Saved entries:
**********

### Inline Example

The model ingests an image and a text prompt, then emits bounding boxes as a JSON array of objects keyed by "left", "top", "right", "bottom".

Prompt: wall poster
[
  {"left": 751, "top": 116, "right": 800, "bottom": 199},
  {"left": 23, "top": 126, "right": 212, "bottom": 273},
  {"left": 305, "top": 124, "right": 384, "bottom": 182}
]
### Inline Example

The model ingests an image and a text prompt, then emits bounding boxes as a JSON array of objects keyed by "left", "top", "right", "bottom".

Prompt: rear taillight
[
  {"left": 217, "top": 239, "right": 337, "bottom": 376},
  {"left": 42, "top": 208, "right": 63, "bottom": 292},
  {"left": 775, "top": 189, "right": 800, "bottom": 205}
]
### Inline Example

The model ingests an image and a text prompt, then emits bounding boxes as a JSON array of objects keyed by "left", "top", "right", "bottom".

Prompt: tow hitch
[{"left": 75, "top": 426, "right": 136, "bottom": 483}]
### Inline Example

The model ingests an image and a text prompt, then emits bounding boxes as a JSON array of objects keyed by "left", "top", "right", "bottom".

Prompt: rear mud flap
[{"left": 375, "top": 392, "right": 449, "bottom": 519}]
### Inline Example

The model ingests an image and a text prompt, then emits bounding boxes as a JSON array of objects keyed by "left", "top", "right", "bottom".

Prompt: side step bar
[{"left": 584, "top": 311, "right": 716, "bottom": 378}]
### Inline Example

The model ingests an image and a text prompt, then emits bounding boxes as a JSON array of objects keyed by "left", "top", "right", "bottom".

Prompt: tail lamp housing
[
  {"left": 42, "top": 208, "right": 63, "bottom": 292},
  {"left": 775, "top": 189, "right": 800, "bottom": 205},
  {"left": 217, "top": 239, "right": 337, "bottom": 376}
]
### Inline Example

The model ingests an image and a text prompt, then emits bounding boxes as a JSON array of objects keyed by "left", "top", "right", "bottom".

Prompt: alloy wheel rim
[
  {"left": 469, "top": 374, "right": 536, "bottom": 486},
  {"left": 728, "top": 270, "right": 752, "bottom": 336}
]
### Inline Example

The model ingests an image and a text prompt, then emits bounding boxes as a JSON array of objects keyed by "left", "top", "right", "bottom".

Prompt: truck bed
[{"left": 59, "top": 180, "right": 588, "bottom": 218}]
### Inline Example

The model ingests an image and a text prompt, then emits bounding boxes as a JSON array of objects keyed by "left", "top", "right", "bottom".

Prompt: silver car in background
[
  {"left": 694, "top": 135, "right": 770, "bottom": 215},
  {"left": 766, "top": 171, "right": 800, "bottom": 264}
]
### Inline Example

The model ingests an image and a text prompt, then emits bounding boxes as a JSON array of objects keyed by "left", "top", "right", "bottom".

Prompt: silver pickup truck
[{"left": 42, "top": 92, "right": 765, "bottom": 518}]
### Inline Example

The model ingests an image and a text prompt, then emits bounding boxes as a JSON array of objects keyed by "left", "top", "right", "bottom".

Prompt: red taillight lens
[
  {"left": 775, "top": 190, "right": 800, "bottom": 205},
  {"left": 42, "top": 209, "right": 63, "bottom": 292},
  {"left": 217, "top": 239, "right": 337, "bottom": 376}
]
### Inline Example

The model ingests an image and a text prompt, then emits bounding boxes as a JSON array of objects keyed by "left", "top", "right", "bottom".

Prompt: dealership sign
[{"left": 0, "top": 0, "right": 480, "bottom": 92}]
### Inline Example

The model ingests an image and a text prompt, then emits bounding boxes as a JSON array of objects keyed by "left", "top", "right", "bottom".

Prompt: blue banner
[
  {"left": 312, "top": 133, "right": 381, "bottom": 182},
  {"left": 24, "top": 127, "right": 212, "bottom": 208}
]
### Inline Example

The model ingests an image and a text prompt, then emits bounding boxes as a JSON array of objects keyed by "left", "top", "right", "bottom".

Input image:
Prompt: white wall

**********

### Your assignment
Every record must appear in the answer exactly as it does above.

### The completed task
### Inline Example

The model ingests an image and a text prompt, then emits bounding boxes as a JSON array of objects keyed by "left", "top", "right", "bottom".

Prompt: wall poster
[
  {"left": 751, "top": 116, "right": 800, "bottom": 199},
  {"left": 23, "top": 126, "right": 212, "bottom": 273},
  {"left": 305, "top": 124, "right": 384, "bottom": 182}
]
### Inline Example

The model ingests an image and a text prompt, then emits bounding boxes as a JSON array of objects keyed by "left", "top", "right", "bottom".

Prompt: rear taillight
[
  {"left": 217, "top": 239, "right": 337, "bottom": 376},
  {"left": 42, "top": 208, "right": 63, "bottom": 292},
  {"left": 775, "top": 189, "right": 800, "bottom": 205}
]
### Inline Example

The model ingests an image and a text prompt, then emits bounding boxes as a JSON array of objects keyed by "left", "top", "right", "bottom".

Prompt: tow hitch
[{"left": 75, "top": 426, "right": 136, "bottom": 483}]
### Inline Example

The model ingests an image and a text prompt, then emits bounding boxes as a JSON array of objects keyed by "left", "top", "right", "bottom".

Prompt: rear mud flap
[{"left": 375, "top": 392, "right": 449, "bottom": 519}]
### Inline Example

The model ingests an image and a text prompt, then emits bounding boxes as a JSON array of objects keyed by "left", "top", "right", "bottom".

Prompt: side step bar
[{"left": 584, "top": 311, "right": 716, "bottom": 378}]
### Inline Example

The model ingests an image and a text prompt, then emits bounding boxes as a JSON array of objects keyed by "left", "top", "right", "bottom".

Prompt: tail lamp housing
[
  {"left": 42, "top": 208, "right": 63, "bottom": 292},
  {"left": 775, "top": 189, "right": 800, "bottom": 205},
  {"left": 217, "top": 239, "right": 337, "bottom": 376}
]
### Inline Example

The model ingests an image and a text prompt, then emits bounding boxes as a JSON array of objects keyed by "left", "top", "right", "bottom".

Prompt: alloy wheel rim
[
  {"left": 469, "top": 374, "right": 536, "bottom": 486},
  {"left": 728, "top": 270, "right": 752, "bottom": 336}
]
### Inline Example

The model ingests an image and a text prompt, then emits bounding boxes as a JSON array of objects keyed by "left", "top", "right", "bottom".

Prompt: truck bed
[{"left": 59, "top": 180, "right": 588, "bottom": 218}]
### Inline Example

The model ingests an image and a text prompt, then emits bounding boxes as a JSON array of objects keyed by "left", "top", "right", "bottom".

Prompt: silver car in background
[
  {"left": 694, "top": 135, "right": 770, "bottom": 215},
  {"left": 766, "top": 171, "right": 800, "bottom": 264}
]
### Inline Example

The model ingests an image and a text prompt, then emits bounding boxes as a JSON array of objects keyed by "left", "top", "right", "bottom".

Prompt: silver pickup truck
[{"left": 42, "top": 92, "right": 765, "bottom": 518}]
### Inline Example

The model ingests an image and a text prompt, then emits bounding boxes as a JSON array of objects keyed by "left", "top", "right", "bottom".

Prompt: red taillight lens
[
  {"left": 775, "top": 190, "right": 800, "bottom": 205},
  {"left": 42, "top": 209, "right": 63, "bottom": 292},
  {"left": 217, "top": 239, "right": 337, "bottom": 376}
]
### Inline Example

The model ingests an image and a text prompt, then emits bounding boxes as a JSON array of objects keyed by "left", "top", "right", "bottom".

Prompt: dealership sign
[{"left": 0, "top": 0, "right": 480, "bottom": 92}]
### Inline Example

The model ingests an image and a text prompt, then emits bounding boxes as a JSON array of objects keyed by "left", "top", "right", "bottom".

Prompt: blue banner
[
  {"left": 312, "top": 133, "right": 381, "bottom": 182},
  {"left": 24, "top": 127, "right": 212, "bottom": 208}
]
### Inline Example

The model ingests an image and a text prompt, then emits bounding boxes as a JSON array of objects keyed by "left", "top", "right", "bottom".

Input image:
Prompt: white wall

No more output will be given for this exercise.